• **YOUR TASKS**
• a. Answer these questions from the text on building an online CTE program.
(i) For how many years has the writer aimed to help students through career and technical education?
(ii) How many jobs in the United States pay median earnings of $55,000 or more without requiring a bachelor's degree?
(iii) In the hospitality and tourism example, whom does the text describe speaking with?
• b. Repeat the part of the text on building an online CTE program that begins at the words "If you are a" and stops after "in agricultural science.".

• **STUDY TEXT**
For more than 16 years, my goal has been to help students discover their passions and see their potential through career and technical education (CTE). From when I taught math and programming in a brick-and-mortar school, to creating and designing CTE courses, to teaching AP computer science and the foundations of programming at Florida Virtual School (FLVS), to now researching, developing, and maintaining the FLVS CTE program alongside my incredible colleagues, CTE has never been more important to me.
You may be asking yourself, why are you so passionate about CTE? The short answer is that during my teaching career, I quickly learned that some students do not want to go to college. Rather than forcing them to do something that their skills sets, talents, and desires don’t align with, I encouraged them to explore their passions to see if they could turn it into a career later in life. All students deserve the opportunity to do what they love, and it’s our jobs, as educators, to help them get there.
Additionally, according to the U.S. Department of Education, eight years after their expected graduation date, students who focused on career and technical education courses in high school had higher median annual earnings than students who did not. There are also 30 million jobs in the United States that do not require a bachelor’s degree that pay median earnings of $55,000 or more, further highlighting how CTE programs can set students up for success.
If you are a teacher, administrator, technology coordinator, or an education leader interested in building a robust online CTE program that helps your students succeed, I want to help you do that.
- Understand your students
It is one thing to build a CTE program, but it is another to design a program that includes courses that interest your students, and that they can use and implement in their future. First, you need to consider the area that you live in. If you live in a rural community, there may not be as many coding jobs as there are in agricultural science.
After considering the area that you live in, then it’s time to get your students’ thoughts and opinions. Start by sending out surveys, hosting focus groups, and engaging with your instruction staff to gauge what their students are interested in. The more you hear from your students, the better and more successful your CTE program will be.
- Reach out to your community
It’s also important to connect with business partners in the community to understand what jobs they need help filling. For example, maybe you’re considering adding a CTE course related to hospitality and tourism, but after speaking with local hotel general managers you learn that they’re seeing a decline in the number of guests visiting, and therefore do not need to hire more staff.
You also need to make sure that there are post-secondary institutions in your area that include programs that match up with the courses you want to add, so that students can continue following their passions in a technical college, community college, or university.

• **DATASET EXTRACT**
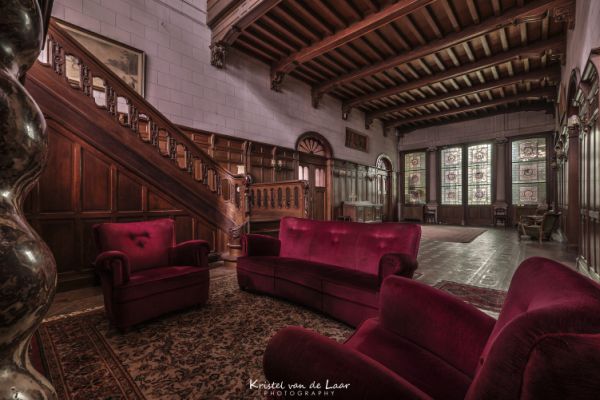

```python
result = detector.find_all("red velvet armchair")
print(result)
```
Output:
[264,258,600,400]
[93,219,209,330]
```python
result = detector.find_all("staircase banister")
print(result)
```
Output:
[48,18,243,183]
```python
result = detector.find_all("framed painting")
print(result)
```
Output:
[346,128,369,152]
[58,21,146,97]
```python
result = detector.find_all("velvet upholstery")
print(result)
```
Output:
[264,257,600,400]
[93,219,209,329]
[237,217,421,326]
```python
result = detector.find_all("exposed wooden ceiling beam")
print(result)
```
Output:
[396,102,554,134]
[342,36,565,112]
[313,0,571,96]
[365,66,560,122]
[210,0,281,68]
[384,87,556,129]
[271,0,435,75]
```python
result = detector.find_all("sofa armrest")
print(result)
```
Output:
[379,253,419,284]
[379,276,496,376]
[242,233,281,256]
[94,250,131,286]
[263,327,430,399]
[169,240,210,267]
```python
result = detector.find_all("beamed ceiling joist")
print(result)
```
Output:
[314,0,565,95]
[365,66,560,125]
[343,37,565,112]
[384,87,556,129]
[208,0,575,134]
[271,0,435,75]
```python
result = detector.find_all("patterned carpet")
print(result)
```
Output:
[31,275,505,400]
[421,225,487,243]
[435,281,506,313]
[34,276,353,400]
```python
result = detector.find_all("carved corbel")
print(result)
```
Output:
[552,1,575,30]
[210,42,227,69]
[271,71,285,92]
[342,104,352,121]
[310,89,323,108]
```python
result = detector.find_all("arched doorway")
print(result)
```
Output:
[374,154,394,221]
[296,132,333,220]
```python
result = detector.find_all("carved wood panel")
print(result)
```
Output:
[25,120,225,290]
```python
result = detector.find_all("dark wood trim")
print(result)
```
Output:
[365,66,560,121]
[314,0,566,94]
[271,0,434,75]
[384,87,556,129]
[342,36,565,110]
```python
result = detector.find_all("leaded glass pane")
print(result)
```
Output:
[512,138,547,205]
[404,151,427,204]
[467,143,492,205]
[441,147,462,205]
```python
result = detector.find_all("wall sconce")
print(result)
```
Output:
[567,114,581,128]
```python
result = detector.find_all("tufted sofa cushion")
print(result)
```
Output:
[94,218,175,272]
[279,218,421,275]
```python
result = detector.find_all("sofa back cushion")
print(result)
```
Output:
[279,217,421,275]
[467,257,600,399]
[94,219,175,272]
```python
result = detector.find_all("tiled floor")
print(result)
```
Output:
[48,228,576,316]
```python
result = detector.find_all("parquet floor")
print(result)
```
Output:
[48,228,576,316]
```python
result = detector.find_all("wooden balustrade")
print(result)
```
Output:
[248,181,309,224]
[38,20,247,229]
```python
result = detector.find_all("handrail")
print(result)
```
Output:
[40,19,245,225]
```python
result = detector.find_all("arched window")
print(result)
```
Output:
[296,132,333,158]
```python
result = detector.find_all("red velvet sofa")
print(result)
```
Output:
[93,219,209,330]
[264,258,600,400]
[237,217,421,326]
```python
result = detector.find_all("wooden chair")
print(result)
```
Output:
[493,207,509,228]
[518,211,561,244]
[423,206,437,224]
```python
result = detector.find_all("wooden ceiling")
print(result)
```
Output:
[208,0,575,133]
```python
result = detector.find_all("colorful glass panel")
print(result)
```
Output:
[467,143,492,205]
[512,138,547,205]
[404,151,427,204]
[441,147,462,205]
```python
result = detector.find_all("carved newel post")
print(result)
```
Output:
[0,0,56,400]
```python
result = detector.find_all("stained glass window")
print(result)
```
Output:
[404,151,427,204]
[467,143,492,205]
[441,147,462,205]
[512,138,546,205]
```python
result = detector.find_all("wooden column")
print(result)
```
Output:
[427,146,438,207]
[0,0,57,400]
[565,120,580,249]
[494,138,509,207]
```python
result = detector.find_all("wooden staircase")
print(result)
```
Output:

• **LIST OF ANSWERS**
• a.
(i) More than 16 years.
(ii) 30 million.
(iii) Local hotel general managers.

• b.
If you are a teacher, administrator, technology coordinator, or an education leader interested in building a robust online CTE program that helps your students succeed, I want to help you do that.
- Understand your students
It is one thing to build a CTE program, but it is another to design a program that includes courses that interest your students, and that they can use and implement in their future. First, you need to consider the area that you live in. If you live in a rural community, there may not be as many coding jobs as there are in agricultural science.